start

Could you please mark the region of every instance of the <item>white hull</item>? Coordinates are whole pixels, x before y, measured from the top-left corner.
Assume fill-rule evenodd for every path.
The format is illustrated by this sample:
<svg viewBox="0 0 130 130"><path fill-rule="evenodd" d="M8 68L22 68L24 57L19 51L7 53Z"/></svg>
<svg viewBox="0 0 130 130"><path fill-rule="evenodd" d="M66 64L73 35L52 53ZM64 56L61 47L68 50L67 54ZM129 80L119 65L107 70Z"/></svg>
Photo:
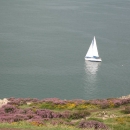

end

▸ Exercise goal:
Copy out every line of the material above word for word, leaving out the picture.

▸ Exercise response:
Could you please mark the region of every instance of the <item>white hull</item>? Coordinates are whole pixels, x before y, measured from the top-left corner.
Assume fill-rule evenodd for every path.
The format is illustrated by this sample:
<svg viewBox="0 0 130 130"><path fill-rule="evenodd" d="M8 68L22 68L24 57L19 51L7 53Z"/></svg>
<svg viewBox="0 0 130 130"><path fill-rule="evenodd" d="M66 64L73 35L52 53ZM64 56L61 47L68 50L67 54ZM129 80L119 65L107 70Z"/></svg>
Photo:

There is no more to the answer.